┌─ Excerpt to read

When the spring sunshine warms the forest floor to around 50 degrees, the ramps begin to emerge. If moisture is plentiful, they grow very rapidly and are quickly to the green onion stage, which is ideal for the table. Since ramps usually provide the first patches of green on the forest floor, they are easy to find and harvest. They tend to grow in patches that can be quite large, so filling a grocery bag with those tasty goodies takes only a few minutes.
People often describe the flavor of ramps as being a cross between onions and garlic. However, ramps are actually wild leeks. The various West Virginia ramp festivals and celebrations bear testimony to the popularity of these flavorful woodland delicacies. Ramps are harvested while they are in the stage in which the bulb has just begun to swell. After peeling off the outer skin and trimming the roots just like preparing a green onion, they are ready to eat. Most ramp hunters carry a pocketknife for trimming the roots so that they can enjoy fresh ramps while they are still in the woods.
Although they are delicious raw, they are even more delicious when used in cooking. One of my favorite breakfasts is an omelet flavored with ramps and morels.
If you are a ramp lover, you know about the notorious odor that your body produces after consuming them. That oniony, garlicky odor is excreted from the body through perspiration in addition to coloring your breath no matter how many times you brush. If you think you are having a bad day, just think about what it is like to be a middle school teacher on a hot spring day in an unairconditioned classroom full of young, sweaty teenagers during ramp season. In spite of the aromatic downside, ramps are a springtime tradition here in the Mountain State.

└─

Problem A -> In the passage on ramps, what are ramps actually?
Problem B -> Continue the passage on ramps after its last sentence.
The data that comes next has nothing to do with the passage on ramps.

┌─ Supplied data

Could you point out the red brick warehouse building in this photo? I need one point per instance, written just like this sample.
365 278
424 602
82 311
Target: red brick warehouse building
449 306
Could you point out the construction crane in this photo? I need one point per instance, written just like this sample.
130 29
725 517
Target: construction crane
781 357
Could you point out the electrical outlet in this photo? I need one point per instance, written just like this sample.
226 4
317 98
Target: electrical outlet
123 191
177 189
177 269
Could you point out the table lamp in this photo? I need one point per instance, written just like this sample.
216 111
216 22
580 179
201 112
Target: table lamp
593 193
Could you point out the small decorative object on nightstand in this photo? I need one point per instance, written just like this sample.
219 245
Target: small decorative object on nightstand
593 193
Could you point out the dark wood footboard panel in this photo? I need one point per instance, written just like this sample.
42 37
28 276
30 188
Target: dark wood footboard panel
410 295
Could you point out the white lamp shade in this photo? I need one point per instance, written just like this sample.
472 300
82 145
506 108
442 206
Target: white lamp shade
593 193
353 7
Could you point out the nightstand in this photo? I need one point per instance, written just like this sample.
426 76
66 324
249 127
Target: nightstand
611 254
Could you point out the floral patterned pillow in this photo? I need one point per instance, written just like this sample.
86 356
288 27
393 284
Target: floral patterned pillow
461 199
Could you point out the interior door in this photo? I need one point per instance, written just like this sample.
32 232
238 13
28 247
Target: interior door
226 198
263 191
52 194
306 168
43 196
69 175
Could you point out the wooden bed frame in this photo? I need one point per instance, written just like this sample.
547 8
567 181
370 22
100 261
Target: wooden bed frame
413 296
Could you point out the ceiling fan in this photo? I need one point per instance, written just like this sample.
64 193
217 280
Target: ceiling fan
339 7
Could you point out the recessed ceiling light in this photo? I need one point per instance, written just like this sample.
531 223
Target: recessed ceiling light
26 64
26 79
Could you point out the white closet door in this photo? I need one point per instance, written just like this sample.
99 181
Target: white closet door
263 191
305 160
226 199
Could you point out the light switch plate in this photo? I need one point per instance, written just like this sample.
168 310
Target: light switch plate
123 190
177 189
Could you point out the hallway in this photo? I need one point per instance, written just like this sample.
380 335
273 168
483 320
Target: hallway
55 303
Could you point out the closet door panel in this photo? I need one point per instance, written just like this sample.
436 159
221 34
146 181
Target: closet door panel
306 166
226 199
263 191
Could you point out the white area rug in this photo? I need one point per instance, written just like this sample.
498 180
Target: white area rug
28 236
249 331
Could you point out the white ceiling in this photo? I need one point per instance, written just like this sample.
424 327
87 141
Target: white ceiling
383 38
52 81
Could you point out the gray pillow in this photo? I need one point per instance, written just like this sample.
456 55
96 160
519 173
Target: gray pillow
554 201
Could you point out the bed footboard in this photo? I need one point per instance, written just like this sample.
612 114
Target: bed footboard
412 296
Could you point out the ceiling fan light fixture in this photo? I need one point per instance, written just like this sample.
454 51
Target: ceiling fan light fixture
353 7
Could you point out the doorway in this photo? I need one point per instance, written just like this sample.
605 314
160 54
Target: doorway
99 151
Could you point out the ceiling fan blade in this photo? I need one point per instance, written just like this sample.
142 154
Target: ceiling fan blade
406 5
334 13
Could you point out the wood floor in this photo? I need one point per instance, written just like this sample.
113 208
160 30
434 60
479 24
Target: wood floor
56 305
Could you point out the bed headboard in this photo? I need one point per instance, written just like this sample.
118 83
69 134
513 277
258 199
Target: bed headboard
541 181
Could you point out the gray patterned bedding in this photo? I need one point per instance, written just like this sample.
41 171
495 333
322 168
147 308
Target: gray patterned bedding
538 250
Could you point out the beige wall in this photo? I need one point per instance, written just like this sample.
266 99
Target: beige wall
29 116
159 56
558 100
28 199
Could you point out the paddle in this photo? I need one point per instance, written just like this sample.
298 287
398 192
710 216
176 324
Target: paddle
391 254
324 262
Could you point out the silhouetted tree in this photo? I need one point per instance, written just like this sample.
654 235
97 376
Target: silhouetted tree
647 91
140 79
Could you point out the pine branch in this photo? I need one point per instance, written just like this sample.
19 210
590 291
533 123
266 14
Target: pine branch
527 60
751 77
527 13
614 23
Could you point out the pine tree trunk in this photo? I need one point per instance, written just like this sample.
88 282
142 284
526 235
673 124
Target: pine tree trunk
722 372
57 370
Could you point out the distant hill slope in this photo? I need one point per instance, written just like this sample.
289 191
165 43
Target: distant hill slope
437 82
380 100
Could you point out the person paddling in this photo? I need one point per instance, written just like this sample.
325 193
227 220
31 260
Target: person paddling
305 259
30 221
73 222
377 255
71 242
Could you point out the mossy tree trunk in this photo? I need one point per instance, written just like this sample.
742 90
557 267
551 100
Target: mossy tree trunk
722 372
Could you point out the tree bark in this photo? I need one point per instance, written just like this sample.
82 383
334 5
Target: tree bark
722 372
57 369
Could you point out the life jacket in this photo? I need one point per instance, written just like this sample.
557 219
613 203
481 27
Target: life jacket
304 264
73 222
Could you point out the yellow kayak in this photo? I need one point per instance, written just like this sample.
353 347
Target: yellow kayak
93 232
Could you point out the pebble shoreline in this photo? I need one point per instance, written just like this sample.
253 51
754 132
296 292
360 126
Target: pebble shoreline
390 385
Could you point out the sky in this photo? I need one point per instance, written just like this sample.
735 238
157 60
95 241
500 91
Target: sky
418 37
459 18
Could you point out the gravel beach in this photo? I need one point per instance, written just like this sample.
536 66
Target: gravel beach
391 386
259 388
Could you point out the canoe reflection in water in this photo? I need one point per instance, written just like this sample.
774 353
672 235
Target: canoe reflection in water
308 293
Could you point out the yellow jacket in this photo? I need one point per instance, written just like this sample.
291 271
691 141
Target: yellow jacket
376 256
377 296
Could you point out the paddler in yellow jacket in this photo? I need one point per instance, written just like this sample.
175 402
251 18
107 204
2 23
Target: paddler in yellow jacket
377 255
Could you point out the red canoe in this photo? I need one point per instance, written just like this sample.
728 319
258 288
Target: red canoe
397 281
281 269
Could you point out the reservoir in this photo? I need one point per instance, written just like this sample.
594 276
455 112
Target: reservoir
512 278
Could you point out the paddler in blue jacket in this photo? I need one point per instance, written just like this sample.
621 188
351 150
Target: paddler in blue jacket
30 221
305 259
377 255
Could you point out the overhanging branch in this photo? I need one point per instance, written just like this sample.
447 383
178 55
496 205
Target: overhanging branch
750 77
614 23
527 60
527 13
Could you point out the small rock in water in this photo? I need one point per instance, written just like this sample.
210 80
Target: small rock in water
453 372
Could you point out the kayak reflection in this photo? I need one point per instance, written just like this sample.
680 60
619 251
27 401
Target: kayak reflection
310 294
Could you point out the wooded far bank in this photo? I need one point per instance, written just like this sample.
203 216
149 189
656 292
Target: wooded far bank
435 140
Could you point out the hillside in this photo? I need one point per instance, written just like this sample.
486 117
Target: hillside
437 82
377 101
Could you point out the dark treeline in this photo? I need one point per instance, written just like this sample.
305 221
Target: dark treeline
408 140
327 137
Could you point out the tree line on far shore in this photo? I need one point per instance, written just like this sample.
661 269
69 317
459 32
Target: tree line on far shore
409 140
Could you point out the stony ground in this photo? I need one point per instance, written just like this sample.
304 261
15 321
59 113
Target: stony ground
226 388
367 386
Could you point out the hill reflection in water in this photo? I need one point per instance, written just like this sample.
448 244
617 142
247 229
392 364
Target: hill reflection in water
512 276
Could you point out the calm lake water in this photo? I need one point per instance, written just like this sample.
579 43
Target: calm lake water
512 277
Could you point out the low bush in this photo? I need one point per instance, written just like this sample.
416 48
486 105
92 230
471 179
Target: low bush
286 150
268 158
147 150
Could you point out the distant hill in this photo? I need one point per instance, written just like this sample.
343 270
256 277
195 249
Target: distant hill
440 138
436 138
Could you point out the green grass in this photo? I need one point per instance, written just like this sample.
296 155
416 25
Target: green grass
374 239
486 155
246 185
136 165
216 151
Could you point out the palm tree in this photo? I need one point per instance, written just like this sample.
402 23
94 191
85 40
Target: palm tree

└─

Answer box A -> Wild leeks.

Answer box B ->
A couple of weeks after the ramps appear, the morels also begin to appear. As children, we called morels sponge mushrooms, and we ventured into the woods every spring in a quest to find them. As a young boy, I asked my dad where to look for them and he replied, “Morels are like gold. They are where you find them.”
My wife also got advice from her dad about where to look for morels. He told her to look under the mayapples. However, we don’t think that we have ever found a morel under a mayapple. If you ask any successful morel hunter where he or she found them, they will tell you: “In the woods.” Morel hunters do not share their secret hunting areas. However, you can improve your chances of success by understanding a little about the biology of the morels.
Morel mushrooms are the fruiting bodies of a genus of fungi called “Morchella.” However, they produce spores instead of seeds. When the spores are ripe, the wind disperses them over the forest floor. A stiff breeze can carry the tiny spores large distances, and an individual mushroom releases thousands of spores, so one mushroom will inoculate a fairly large area. If a spore lands in a damp area rich in nutrients from decaying organic matter, it will begin to grow into a new fungus, which consists of a collection of fine strands called the mycelium. The mycelium is the vegetative part of the fungus. The mycelium for morels consists of strands that are very small, but it can grow to cover acres of woodland if the forest floor contains plenty of moisture and organic matter. The mycelium also invades the roots of certain kinds of trees. For example, the Morchella fungus loves elm trees, ash trees and apple trees.
For some reason that scientists do not fully understand, trees with roots that are infected by the Morchella appear to thrive better than those that are not infected. Therefore, the Morchella fungus forms a symbiotic relationship with those trees because both the tree and the fungus benefit from the Morchella infection. The Morchella fungus is a remarkable organism because it can draw nutrients from both the organic matter in the soil and from the roots of the infected trees.
That invisible mass of small underground strands known as the mycelium and growing a few inches deep in the soil contains hard nodes called sclerotia, which are formed from clumps of the strands. If one of the host trees dies and the other conditions are favorable, those sclerotia may begin to grow into mushrooms. In order for them to do so, the soil must contain sufficient organic matter and moisture, and the temperature must be just right.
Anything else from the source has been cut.